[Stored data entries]
_ _ _ _ _ _ _
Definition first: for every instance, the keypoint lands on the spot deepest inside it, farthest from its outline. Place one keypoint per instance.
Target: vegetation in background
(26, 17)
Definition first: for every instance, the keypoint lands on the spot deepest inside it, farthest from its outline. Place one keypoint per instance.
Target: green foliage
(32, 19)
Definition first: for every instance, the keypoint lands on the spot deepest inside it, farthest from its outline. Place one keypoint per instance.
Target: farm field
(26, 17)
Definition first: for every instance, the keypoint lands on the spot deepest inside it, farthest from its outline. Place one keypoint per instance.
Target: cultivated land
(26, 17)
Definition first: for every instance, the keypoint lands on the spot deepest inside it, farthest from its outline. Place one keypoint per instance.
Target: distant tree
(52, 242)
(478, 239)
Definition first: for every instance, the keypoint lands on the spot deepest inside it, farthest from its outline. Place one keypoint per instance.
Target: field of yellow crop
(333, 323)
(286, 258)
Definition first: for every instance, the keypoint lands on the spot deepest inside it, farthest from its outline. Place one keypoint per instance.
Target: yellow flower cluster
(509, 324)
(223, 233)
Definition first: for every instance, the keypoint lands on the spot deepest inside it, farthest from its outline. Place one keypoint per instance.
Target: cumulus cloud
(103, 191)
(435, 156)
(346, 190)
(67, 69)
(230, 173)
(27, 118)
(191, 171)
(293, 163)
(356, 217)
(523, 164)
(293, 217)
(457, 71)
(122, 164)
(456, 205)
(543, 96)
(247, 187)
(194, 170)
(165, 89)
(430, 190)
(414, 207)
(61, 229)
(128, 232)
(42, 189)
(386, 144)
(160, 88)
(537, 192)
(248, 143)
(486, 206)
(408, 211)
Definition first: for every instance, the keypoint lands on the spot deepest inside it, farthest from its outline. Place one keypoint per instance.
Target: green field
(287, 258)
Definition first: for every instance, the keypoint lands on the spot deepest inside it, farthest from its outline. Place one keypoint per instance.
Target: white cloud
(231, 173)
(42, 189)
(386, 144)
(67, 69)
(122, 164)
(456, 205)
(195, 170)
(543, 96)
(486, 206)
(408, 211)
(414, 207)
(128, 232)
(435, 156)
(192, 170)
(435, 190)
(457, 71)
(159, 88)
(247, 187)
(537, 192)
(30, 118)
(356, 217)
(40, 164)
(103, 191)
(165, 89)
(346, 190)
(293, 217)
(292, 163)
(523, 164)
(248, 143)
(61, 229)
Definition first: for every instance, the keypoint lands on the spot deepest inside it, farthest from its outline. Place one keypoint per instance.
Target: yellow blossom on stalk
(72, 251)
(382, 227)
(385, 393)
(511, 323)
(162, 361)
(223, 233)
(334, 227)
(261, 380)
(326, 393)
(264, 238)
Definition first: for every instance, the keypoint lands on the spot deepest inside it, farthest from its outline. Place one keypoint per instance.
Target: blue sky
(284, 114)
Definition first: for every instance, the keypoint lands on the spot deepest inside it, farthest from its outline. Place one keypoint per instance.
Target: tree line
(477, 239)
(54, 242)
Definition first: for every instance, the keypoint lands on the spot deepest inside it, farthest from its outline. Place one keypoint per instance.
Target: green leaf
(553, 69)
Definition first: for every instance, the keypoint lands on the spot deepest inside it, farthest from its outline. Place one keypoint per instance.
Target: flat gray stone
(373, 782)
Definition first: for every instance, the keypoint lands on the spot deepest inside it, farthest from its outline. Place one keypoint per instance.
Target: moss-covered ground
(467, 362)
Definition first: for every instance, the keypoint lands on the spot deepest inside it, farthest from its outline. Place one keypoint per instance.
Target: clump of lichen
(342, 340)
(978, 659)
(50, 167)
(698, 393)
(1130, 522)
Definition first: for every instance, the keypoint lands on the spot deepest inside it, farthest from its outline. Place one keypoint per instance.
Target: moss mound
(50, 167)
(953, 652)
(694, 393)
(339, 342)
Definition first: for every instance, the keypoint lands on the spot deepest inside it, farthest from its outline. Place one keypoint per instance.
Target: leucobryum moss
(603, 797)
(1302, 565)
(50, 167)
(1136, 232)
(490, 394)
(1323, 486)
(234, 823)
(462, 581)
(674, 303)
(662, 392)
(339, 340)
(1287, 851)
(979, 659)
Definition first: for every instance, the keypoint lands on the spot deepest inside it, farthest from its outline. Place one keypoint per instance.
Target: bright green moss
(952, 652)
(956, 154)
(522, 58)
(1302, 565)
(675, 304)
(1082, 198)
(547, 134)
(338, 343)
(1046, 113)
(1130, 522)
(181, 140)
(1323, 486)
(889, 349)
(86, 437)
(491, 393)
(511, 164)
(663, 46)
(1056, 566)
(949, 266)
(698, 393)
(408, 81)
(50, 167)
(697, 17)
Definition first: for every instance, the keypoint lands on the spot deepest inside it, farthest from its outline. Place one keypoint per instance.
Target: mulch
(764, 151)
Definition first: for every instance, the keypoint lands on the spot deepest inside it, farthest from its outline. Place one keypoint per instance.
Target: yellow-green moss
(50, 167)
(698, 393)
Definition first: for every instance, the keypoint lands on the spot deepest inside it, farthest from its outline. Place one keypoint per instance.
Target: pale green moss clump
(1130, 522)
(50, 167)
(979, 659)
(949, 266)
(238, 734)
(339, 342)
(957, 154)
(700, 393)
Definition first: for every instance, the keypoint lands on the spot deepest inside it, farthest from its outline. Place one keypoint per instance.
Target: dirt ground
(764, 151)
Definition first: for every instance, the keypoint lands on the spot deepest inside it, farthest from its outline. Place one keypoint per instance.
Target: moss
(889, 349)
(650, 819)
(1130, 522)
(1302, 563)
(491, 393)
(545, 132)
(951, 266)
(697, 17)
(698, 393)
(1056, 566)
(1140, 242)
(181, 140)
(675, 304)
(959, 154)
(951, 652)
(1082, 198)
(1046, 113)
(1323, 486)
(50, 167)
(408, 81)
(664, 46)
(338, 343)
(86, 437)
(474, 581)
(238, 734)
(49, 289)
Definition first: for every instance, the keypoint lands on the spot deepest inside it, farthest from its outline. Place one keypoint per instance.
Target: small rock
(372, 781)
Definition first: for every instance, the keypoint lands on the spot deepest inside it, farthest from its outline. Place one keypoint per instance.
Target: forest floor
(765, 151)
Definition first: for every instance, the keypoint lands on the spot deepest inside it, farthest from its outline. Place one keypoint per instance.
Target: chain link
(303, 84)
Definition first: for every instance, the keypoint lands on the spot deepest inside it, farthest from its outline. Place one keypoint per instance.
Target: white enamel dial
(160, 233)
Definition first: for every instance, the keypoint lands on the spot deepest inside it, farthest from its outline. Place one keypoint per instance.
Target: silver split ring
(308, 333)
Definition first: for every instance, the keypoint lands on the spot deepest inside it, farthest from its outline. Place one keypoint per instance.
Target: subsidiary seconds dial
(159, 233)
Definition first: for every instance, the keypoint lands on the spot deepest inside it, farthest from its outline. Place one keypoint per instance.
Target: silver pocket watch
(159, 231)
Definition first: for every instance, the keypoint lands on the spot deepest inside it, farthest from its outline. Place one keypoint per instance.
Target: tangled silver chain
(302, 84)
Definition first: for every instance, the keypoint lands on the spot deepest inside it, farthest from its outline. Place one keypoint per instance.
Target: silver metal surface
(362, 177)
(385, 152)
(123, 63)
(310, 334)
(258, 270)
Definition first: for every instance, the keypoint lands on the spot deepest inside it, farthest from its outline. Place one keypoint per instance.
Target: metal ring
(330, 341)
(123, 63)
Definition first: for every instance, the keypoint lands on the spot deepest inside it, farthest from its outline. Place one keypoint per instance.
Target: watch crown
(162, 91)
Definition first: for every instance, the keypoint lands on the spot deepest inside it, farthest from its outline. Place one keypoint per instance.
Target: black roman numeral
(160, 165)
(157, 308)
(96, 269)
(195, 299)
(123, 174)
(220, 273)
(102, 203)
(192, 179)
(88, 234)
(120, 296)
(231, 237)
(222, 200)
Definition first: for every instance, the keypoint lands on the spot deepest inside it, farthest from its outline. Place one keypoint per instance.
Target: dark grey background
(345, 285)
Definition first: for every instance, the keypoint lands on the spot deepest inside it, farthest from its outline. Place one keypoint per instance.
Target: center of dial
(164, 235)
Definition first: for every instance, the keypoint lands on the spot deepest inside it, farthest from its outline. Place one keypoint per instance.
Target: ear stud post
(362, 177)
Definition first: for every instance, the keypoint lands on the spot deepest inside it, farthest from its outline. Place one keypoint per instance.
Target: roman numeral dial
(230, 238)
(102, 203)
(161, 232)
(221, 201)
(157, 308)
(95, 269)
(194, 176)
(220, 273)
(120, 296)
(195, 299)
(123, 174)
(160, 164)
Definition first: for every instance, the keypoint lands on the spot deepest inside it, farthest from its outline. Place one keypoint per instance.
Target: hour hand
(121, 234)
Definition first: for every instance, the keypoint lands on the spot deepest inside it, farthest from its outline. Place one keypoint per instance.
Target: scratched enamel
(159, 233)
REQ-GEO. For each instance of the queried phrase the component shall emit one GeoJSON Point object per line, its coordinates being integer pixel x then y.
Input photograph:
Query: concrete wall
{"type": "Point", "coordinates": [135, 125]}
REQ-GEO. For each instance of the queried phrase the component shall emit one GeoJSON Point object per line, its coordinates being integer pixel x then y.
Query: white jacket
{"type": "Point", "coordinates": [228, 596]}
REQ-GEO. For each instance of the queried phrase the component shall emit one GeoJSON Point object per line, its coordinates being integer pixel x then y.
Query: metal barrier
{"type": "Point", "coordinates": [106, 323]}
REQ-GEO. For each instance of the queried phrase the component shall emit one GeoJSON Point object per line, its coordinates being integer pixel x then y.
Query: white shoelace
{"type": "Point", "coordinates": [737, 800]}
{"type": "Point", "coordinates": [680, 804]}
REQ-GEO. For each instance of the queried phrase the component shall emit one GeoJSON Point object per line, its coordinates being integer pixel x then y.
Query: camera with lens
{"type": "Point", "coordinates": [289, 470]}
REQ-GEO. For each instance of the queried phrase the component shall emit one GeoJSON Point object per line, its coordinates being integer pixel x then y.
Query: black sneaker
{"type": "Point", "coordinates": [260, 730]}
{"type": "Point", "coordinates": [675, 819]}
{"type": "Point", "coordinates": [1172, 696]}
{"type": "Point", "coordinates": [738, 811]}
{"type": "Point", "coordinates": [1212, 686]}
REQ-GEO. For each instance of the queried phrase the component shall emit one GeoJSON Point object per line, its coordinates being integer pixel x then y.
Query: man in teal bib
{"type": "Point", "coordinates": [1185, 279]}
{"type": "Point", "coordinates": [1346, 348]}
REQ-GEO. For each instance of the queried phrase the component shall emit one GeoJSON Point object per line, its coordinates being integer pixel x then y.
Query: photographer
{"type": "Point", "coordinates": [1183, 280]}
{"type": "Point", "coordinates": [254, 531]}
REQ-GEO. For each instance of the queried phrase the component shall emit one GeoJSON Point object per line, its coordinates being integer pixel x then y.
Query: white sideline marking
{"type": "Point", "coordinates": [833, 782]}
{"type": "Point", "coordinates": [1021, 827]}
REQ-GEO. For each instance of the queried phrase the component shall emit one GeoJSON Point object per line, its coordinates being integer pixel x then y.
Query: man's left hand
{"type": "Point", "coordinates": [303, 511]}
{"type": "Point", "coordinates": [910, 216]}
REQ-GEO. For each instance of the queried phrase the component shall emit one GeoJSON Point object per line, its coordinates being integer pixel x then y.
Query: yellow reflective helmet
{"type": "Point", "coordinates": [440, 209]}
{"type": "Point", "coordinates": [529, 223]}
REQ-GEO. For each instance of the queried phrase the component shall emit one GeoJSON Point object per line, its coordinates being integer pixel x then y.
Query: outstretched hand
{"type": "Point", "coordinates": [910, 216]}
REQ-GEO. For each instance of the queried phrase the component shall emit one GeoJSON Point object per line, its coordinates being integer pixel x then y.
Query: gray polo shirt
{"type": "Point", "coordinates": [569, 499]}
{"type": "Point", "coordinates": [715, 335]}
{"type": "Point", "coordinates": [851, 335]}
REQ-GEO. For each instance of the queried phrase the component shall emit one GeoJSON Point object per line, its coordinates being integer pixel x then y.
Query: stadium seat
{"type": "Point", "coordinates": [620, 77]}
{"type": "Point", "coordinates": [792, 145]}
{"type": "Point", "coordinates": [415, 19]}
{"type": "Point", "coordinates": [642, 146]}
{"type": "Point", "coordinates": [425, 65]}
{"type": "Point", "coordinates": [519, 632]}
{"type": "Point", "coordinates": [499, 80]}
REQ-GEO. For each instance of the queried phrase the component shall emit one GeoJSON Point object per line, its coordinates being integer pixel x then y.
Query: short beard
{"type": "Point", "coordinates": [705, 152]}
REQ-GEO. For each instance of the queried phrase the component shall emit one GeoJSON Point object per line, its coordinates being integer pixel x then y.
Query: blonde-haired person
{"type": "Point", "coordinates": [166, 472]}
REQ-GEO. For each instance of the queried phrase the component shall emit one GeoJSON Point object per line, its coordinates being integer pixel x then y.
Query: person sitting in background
_ _ _ _ _ _ _
TASK DIRECTIONS -
Pick out every line of the listing that contains the string "field".

EXERCISE SOLUTION -
Target: farm field
Target: field of yellow crop
Target: green field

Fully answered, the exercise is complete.